# [Available data]

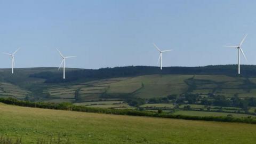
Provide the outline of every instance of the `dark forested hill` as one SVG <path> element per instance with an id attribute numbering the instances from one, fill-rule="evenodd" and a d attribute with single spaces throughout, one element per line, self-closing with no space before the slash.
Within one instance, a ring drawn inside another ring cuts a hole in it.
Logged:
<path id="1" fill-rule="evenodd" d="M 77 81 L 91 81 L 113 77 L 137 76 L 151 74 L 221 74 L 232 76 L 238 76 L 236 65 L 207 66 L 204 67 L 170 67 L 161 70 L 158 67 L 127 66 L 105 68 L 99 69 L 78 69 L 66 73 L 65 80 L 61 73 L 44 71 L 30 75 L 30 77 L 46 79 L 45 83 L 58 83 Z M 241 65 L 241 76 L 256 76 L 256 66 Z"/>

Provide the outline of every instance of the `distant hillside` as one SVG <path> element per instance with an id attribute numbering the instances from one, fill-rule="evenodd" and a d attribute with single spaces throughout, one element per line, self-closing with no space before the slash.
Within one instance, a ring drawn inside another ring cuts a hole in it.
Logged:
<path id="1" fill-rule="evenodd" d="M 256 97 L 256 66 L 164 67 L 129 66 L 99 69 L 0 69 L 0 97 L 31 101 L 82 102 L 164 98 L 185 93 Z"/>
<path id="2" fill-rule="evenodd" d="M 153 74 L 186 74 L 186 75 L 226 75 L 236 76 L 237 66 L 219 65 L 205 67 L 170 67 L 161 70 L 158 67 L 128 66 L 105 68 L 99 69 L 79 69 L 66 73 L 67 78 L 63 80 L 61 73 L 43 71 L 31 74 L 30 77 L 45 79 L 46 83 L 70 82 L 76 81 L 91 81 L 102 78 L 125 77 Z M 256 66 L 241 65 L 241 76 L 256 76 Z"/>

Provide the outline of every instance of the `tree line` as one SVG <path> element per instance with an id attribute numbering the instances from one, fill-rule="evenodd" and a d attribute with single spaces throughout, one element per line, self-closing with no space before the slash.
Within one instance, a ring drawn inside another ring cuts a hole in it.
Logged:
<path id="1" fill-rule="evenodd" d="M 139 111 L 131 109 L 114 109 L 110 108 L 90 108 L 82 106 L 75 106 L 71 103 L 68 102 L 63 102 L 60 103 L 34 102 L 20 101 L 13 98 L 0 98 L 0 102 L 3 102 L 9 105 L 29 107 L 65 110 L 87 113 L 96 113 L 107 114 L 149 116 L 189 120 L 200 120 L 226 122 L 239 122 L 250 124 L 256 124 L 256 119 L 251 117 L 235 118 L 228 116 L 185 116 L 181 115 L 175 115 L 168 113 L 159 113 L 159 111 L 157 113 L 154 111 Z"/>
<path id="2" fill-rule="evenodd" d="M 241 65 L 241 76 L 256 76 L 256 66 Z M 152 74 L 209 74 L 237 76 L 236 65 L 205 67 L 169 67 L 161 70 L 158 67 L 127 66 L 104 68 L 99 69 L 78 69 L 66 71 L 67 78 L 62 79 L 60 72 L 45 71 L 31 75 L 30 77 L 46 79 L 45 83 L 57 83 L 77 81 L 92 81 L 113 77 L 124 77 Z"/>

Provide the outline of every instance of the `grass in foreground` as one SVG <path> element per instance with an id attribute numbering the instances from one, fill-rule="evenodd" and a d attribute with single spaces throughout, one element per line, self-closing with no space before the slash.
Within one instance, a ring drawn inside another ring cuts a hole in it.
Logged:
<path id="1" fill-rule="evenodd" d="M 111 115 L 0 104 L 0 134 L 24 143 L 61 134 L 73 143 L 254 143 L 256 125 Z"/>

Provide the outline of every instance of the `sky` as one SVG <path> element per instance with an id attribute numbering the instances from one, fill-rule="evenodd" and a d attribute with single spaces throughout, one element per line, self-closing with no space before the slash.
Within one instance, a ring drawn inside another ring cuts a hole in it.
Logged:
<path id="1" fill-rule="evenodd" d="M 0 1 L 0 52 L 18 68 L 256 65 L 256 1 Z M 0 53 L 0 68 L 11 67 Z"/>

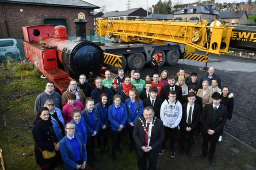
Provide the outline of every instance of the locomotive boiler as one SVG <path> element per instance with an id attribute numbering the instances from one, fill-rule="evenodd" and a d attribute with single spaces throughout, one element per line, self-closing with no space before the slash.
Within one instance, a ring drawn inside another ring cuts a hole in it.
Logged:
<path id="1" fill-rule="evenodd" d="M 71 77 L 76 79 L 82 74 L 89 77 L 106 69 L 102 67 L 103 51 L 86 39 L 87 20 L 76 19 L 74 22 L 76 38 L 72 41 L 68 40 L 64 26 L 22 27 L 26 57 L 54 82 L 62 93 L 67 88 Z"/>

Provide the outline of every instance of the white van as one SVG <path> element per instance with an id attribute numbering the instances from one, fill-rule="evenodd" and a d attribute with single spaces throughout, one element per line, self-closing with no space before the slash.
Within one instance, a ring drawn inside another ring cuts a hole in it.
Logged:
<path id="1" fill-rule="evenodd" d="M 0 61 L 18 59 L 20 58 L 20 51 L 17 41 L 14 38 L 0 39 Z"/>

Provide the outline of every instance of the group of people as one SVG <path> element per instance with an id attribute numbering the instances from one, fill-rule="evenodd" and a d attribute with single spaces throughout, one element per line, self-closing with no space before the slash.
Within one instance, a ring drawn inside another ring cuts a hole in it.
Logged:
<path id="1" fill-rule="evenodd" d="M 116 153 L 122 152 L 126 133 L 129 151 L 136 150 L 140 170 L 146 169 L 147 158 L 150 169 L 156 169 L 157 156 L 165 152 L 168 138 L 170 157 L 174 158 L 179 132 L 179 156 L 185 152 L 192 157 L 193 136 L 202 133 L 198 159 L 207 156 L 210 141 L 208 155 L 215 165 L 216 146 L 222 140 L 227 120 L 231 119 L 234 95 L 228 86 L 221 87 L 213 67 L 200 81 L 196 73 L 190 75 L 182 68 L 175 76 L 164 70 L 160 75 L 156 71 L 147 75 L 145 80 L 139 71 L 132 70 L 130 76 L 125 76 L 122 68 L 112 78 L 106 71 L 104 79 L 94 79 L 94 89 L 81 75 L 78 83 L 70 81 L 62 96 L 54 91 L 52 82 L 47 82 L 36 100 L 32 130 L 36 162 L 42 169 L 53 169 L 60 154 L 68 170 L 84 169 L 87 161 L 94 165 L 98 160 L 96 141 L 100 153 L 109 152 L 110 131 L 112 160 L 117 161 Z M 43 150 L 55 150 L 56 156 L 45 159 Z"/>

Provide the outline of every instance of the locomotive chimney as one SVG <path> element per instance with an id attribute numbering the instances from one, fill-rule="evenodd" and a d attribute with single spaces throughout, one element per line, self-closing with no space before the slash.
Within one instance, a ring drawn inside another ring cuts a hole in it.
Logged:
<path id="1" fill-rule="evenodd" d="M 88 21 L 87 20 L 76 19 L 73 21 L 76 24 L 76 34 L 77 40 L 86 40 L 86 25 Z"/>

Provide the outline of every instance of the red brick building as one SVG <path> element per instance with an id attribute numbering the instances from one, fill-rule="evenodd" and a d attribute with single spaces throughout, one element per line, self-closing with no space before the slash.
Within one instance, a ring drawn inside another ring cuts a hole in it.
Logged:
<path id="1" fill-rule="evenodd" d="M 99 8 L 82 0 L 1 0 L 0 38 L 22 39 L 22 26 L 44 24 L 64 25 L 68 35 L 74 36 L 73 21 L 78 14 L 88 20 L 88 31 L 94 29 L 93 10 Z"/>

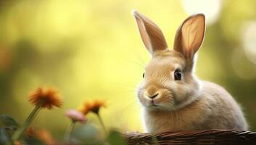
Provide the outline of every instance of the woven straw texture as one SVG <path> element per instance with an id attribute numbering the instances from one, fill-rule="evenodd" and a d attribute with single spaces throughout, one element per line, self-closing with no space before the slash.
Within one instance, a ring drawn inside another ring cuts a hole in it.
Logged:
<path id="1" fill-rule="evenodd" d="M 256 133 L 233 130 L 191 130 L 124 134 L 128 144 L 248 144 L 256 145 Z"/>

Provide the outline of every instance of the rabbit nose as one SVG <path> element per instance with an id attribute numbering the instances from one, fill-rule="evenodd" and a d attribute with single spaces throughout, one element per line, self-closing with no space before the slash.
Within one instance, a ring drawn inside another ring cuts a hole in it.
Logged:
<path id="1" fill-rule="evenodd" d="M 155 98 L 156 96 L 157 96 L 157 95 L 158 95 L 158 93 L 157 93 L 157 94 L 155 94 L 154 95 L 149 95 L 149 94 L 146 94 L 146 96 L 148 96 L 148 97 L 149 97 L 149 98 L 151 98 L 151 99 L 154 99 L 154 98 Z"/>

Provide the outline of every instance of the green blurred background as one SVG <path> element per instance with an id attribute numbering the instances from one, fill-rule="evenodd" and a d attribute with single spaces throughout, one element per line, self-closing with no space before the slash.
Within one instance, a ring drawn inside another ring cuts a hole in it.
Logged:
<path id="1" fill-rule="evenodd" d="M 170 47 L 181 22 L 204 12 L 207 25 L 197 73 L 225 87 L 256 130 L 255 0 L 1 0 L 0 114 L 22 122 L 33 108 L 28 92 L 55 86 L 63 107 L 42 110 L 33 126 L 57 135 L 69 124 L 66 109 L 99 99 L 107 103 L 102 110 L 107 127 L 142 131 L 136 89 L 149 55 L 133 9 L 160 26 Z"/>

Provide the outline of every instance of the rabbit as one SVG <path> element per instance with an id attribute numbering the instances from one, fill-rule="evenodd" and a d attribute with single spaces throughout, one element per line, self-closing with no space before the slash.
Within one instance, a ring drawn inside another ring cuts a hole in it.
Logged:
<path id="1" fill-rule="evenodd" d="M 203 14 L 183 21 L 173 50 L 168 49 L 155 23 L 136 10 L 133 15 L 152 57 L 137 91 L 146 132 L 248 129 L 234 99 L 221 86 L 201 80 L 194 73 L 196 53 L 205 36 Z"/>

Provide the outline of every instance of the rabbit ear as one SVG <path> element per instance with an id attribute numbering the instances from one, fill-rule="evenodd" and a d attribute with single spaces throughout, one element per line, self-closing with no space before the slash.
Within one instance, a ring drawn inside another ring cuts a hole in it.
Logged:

# [Your goal]
Repeat the lines of the material above, starting at the beginning and going on through the line that contains "91 81 L 113". Leave the pictures out of your answer.

# [Result]
Provide the outline of every instance of the `dark forested hill` as one SVG <path> element per instance with an id attribute numbering the instances from one, fill-rule="evenodd" and a d attribute with single spaces throughout, one element per line, self-closing with no space before the slash.
Within one instance, a ring drawn inside another ring cuts a hole in it.
Logged:
<path id="1" fill-rule="evenodd" d="M 77 81 L 91 81 L 113 77 L 137 76 L 151 74 L 221 74 L 232 76 L 238 76 L 236 65 L 207 66 L 204 67 L 170 67 L 161 70 L 158 67 L 127 66 L 105 68 L 99 69 L 78 69 L 66 73 L 65 80 L 61 73 L 44 71 L 30 75 L 30 77 L 46 79 L 45 83 L 58 83 Z M 241 65 L 241 76 L 256 76 L 256 66 Z"/>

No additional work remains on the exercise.